» **What you need to do**
Would you copy each line of the data below that has "roof"?

(Stored data)
□ □ □ □ □ □ □
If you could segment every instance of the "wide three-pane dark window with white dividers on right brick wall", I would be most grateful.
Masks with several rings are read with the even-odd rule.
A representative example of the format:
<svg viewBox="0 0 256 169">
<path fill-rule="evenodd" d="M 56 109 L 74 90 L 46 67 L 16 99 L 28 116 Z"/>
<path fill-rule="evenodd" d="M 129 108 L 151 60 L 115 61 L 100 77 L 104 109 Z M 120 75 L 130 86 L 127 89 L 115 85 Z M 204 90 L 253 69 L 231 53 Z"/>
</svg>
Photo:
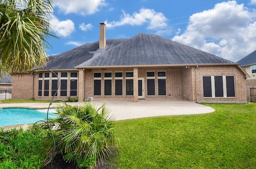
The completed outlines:
<svg viewBox="0 0 256 169">
<path fill-rule="evenodd" d="M 234 76 L 203 77 L 204 97 L 235 97 Z"/>
</svg>

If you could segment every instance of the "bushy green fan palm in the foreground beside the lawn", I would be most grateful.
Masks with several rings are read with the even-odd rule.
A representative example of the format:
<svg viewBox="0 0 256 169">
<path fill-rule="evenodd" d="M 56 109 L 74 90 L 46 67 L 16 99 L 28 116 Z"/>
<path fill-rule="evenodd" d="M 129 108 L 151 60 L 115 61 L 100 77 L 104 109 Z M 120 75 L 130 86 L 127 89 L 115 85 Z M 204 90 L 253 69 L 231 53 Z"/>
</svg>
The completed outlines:
<svg viewBox="0 0 256 169">
<path fill-rule="evenodd" d="M 57 124 L 57 150 L 68 162 L 75 161 L 79 167 L 88 167 L 102 162 L 114 146 L 113 128 L 115 121 L 109 115 L 104 103 L 97 108 L 94 102 L 56 108 L 57 118 L 50 123 Z"/>
</svg>

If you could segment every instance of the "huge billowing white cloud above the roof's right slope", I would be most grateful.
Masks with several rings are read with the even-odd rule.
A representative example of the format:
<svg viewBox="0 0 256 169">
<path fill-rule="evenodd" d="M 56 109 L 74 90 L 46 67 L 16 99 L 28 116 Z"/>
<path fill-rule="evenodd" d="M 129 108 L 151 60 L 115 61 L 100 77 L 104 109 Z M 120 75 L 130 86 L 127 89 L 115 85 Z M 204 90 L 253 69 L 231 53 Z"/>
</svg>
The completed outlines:
<svg viewBox="0 0 256 169">
<path fill-rule="evenodd" d="M 249 12 L 244 4 L 222 2 L 190 16 L 186 31 L 173 40 L 238 61 L 255 50 L 255 16 L 255 11 Z"/>
</svg>

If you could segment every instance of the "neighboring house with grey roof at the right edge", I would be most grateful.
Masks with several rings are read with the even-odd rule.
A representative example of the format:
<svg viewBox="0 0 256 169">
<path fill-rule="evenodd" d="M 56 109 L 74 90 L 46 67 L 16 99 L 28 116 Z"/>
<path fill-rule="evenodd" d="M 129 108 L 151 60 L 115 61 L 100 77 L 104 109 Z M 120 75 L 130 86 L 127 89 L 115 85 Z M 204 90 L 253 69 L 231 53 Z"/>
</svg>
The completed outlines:
<svg viewBox="0 0 256 169">
<path fill-rule="evenodd" d="M 237 63 L 250 76 L 246 79 L 247 101 L 256 102 L 256 51 L 242 58 Z"/>
</svg>

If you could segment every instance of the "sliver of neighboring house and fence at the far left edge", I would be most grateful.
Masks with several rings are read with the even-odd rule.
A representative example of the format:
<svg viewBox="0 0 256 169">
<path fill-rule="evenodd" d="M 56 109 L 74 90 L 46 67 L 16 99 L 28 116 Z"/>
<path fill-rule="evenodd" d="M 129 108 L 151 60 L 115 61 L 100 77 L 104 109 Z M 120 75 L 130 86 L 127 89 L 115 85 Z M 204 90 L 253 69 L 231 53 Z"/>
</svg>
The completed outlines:
<svg viewBox="0 0 256 169">
<path fill-rule="evenodd" d="M 0 77 L 0 100 L 12 98 L 12 76 Z"/>
</svg>

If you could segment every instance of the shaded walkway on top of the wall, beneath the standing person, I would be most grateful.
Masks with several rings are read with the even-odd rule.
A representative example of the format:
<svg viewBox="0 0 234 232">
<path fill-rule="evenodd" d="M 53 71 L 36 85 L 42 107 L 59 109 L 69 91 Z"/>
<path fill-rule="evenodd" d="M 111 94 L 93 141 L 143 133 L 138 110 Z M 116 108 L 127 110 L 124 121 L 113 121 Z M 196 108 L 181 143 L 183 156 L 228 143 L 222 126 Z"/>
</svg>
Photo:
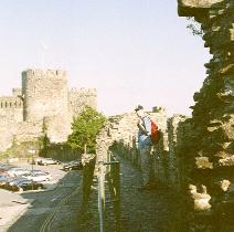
□ □ □ □ □ □ □
» **Solution for this problem**
If you could segment every instance of the "huge billowing white cloud above the roof's right slope", I would be most grateful.
If you could segment every instance of the "neighboring house with grey roof at the right edge", I would be most grateful.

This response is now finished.